Given passage:
** start **

Zoë James (School of Law, Criminology and Government, University of Plymouth, Plymouth, UK)
Rebekah Southern (Southern Horizons (UK) Ltd, Saltash, UK)

International Journal of Sociology and Social Policy

ISSN: 0144-333X

Article publication date: 2 April 2019

Issue publication date: 2 April 2019

470

Abstract

Purpose

The purpose of this paper is to examine how and why Gypsies and Travellers are socially excluded in England and how their experience may be reflected in other European contexts. Specifically, the paper explores the impact of planning policies on accommodation provision for Gypsies and Travellers in England and subsequently how their exclusion manifests due to the sedentarist binary definition of nomadism embedded within that policy.

Design/methodology/approach

The paper draws on evidence from empirical research carried out by the authors in the South West of England in 2015 as part of an accommodation needs assessment of Gypsies and Travellers. The research was commissioned by a local authority but the analysis presented here was carried out in addition to the core report. The decision to comment further on the research findings in relation to policy and theory was agreed with the project funders.

** end **

Dataset content:
** start **

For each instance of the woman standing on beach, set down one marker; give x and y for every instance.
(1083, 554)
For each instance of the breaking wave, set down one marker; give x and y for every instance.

** end **

Goals:
#1 Copy the abstract on Gypsies and Travellers word for word, everything from "Issue publication date: 2" down to "within that policy.".
#2 According to the abstract on Gypsies and Travellers, in what year did the authors carry out their empirical research in the South West of England?
#3 Continue the abstract on Gypsies and Travellers from where it stops.

Answers to the exercise:
#1
Issue publication date: 2 April 2019

470

Abstract

Purpose

The purpose of this paper is to examine how and why Gypsies and Travellers are socially excluded in England and how their experience may be reflected in other European contexts. Specifically, the paper explores the impact of planning policies on accommodation provision for Gypsies and Travellers in England and subsequently how their exclusion manifests due to the sedentarist binary definition of nomadism embedded within that policy.

#2 2015

#3
Findings

The research findings show that there continues to be a lack of accommodation provided to Gypsies and Travellers in England, despite policy and legislative initiatives to the contrary. The paper identifies that current government policy in England is likely to diminish access to appropriate accommodation in the future for Gypsies and Travellers, particularly for the most vulnerable. Finally, the paper concludes that a sedentarist binary definition of nomadism has failed to recognise Gypsy and Traveller communities’ culture or mobility.

Originality/value

This paper sets out how an underpinning “sedentarist binary” definition of nomadism is used in England to determine policies of provision for Gypsies and Travellers. That definition is based on the sedentary notions of nomadism that are binary, distinguishing only between people who are mobile and people who are not, rather than acknowledging the cultural nomadism of Gypsies and Travellers. The findings are useful beyond the UK context as they help to explain why Gypsies, Travellers and Roma in wider Europe remain excluded within states despite extensive European initiatives for inclusion.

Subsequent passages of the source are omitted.